> **Directive 1**:
Pull out every line of the records below that contains the string "attr". Case counts, so match capitals and lowercase precisely.

> **Document segment**:
[start]

Important lesson on the parts to do different the next time. Since the parts manual didn't correlate connectors with the modules they fit into, one way to figure it out is to get the module, and then start ordering connectors until you find the one that fits. The parts manual just lists connectors by the number of pins and you can't really tell from the pictures which one is the exact fit. This method worked quickly for the 20-pin connector, which arrived in the first batch of three ordered. For the 18-pin connectors I got tired of ordering and went straight to the US distributor's website and matched the Tyco part number on the module recepticals. The connector housings that the wires plug into worked fine. But, the covers that were supposed to be a perfect match, weren't. Had to file some ridges off, inside and out, first. Recommend the way I found the correct 20-pin connector housing/cover combo, even if it takes a little longer.
OBTW Hoosier, I grew up in Indianapolis.
Eric


----------



## Fighterguy (Aug 23, 2006)

*Re: Integrated Cell Phone Retrofit - DONE!! (W126C)*


_Quote, originally posted by *W126C* »_Hi Eric,
Very interesting. Please post pictures.
Regards,
Brent

Brent,
Waiting for OEMPL.us and Michael to restore the pix support before posting an illustrated version. In the meantime I have a detailed writeup in .doc format that I can e-mail to anyone that wants it.
Eric


----------



## phaeton1990 (Mar 6, 2005)

*Re: Integrated Cell Phone Retrofit - DONE!! (Fighterguy)*

Hi Eric,
I just got the parts in for the cell phone retofit and I am very excited. As far as the 2 Tyco housings that connect The phone interface to the J412, I managed to find the VW OEM parts. I will be posting pics and part no's for those who wants to do the same thing. In reference to my 2006 phaeton I think I have to go to the main fuse box for telephone power , Iam wandering if you know the part No for the repair wire with connector that plugs in the main fuse box or mybe the fuse holder. 
Thanks
Omar


----------



## remrem (Jan 20, 2008)

*Re: Integrated Cell Phone Retrofit - DONE!! (phaeton1990)*

By any chance have you guys read the most recent posts in this thread: http://forums.vwvortex.com/zer...age=3 ?
The technical aspects of what you're trying to accomplish are way above my head, but I just wanted to see if this new bluetooth adapter might offer you any food for thought.


----------



## PhirstVW (Mar 23, 2008)

*Re: Integrated Cell Phone Retrofit - DONE!! (remrem)*

OK. I have a '04 with a J523 that has been replaced with one that includes the PHONE button and when pressed the display says"no phone detected or present" something like that. I also have what appears to be an antenna pigtail in my armrest. Question: Can I retrofit a BlackBerry 8320 in to the car? Or other phone option?
Thanks,
Jim


----------



## ciscokidinsf (Feb 17, 2008)

*Re: Integrated Cell Phone Retrofit - DONE!! (PhirstVW)*

Sorry Jim, even if you spend the $1,500 for the setup (I also got an infotainment system with the phone button and antenna below the armrest) you could NOT connect any other phone with full functionality except the old Nokia.

[end]

> **Directive 2**:
Repeat word for word the part of the phone retrofit thread above, everything from "## PhirstVW (Mar" down to "(Feb 17, 2008)".

> **Given data**:

[start]

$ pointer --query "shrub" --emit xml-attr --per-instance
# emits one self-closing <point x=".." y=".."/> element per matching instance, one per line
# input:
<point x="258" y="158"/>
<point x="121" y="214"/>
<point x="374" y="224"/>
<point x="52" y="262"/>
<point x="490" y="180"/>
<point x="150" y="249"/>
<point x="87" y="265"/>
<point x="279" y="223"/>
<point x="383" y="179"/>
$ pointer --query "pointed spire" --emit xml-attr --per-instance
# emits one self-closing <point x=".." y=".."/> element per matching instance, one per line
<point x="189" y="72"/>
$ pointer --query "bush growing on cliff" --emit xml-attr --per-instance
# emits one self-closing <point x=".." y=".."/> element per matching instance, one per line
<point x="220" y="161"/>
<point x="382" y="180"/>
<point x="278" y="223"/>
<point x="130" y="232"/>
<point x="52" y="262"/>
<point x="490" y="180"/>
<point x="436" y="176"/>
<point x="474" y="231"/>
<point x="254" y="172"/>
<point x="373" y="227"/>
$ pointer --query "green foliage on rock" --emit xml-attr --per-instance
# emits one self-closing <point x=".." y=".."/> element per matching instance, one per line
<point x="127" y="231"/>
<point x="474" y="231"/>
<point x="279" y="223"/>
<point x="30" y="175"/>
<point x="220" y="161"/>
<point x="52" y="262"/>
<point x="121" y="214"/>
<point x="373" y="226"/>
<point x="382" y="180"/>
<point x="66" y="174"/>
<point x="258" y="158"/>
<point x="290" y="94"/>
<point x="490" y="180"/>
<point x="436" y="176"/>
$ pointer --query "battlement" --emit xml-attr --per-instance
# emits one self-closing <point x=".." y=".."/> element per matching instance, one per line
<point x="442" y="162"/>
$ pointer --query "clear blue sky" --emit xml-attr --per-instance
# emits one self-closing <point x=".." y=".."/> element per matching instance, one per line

[end]

> **Task answer 1**:
$ pointer --query "shrub" --emit xml-attr --per-instance
$ pointer --query "pointed spire" --emit xml-attr --per-instance
$ pointer --query "bush growing on cliff" --emit xml-attr --per-instance
$ pointer --query "green foliage on rock" --emit xml-attr --per-instance
$ pointer --query "battlement" --emit xml-attr --per-instance
$ pointer --query "clear blue sky" --emit xml-attr --per-instance

> **Task answer 2**:
## PhirstVW (Mar 23, 2008)

*Re: Integrated Cell Phone Retrofit - DONE!! (remrem)*

OK. I have a '04 with a J523 that has been replaced with one that includes the PHONE button and when pressed the display says"no phone detected or present" something like that. I also have what appears to be an antenna pigtail in my armrest. Question: Can I retrofit a BlackBerry 8320 in to the car? Or other phone option?
Thanks,
Jim


----------



## ciscokidinsf (Feb 17, 2008)